**Set problem**.
List every line in the listing below that contains the string "electronic".

-- start of Provided data --

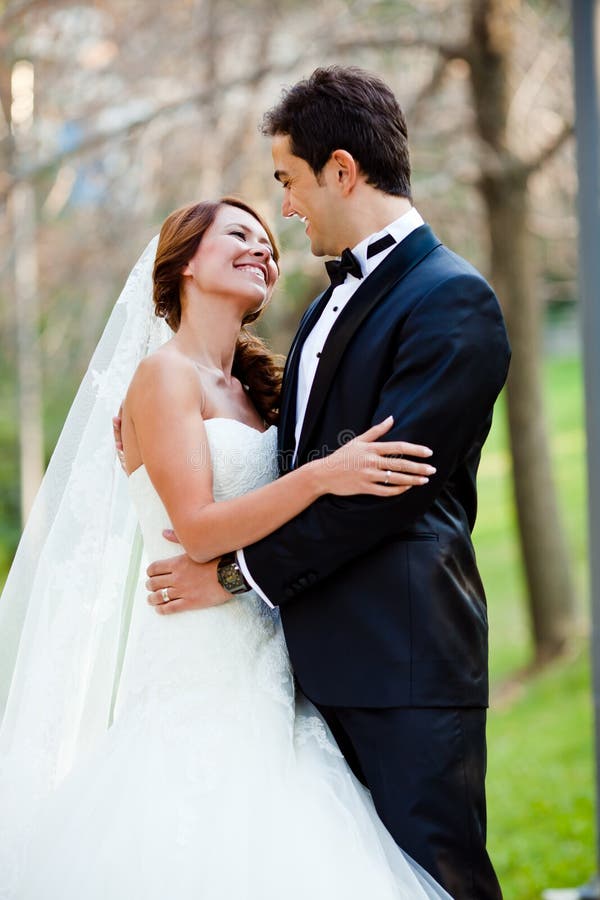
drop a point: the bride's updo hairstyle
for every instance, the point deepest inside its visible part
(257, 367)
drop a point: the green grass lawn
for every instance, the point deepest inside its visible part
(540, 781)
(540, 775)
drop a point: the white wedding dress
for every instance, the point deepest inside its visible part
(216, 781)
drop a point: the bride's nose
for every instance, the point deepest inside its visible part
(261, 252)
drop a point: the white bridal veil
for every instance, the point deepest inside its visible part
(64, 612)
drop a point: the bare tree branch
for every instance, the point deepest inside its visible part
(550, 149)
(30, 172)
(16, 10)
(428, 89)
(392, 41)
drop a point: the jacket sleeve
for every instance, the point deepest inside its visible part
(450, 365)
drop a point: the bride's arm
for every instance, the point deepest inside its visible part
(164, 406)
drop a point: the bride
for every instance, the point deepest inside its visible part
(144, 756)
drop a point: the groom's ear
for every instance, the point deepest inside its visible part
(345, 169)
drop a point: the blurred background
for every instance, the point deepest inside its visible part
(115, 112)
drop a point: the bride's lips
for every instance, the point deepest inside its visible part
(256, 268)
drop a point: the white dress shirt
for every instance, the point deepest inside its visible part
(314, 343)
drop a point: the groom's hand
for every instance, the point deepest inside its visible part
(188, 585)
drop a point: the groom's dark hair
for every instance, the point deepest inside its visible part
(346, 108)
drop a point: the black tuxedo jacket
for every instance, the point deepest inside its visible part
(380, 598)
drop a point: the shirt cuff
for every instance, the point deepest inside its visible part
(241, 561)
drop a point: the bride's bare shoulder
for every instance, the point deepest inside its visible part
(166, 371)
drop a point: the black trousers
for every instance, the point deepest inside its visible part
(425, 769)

-- end of Provided data --
-- start of Provided data --

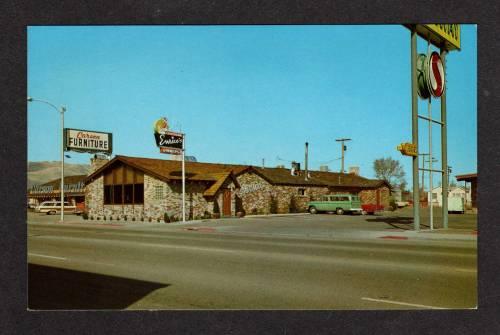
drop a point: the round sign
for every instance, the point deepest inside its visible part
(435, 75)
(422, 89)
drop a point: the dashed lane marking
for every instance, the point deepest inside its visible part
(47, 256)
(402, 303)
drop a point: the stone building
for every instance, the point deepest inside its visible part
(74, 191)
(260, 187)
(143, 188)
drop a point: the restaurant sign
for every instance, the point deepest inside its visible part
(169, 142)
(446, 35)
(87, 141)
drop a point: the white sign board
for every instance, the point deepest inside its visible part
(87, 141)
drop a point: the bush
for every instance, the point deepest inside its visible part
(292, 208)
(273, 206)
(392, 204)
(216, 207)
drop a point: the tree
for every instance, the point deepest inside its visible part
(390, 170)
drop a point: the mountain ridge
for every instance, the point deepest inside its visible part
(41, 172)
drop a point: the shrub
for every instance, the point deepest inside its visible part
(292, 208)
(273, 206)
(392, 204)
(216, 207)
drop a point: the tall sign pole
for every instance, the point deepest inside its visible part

-- end of Provided data --
-- start of Provided data --

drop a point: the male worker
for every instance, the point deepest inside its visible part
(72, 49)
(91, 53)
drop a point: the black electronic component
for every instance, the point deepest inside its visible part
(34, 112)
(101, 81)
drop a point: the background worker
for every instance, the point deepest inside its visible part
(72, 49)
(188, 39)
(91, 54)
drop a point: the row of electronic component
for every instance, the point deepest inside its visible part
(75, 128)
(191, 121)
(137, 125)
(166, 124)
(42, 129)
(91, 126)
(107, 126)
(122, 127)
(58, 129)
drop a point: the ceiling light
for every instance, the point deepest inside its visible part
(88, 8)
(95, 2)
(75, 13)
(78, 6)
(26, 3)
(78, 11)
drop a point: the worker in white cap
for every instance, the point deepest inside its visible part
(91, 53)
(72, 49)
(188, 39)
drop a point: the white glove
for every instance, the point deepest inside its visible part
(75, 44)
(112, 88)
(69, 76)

-- end of Provided data --

**Solution for this exercise**.
drop a point: the black electronic component
drop a point: the row of electronic component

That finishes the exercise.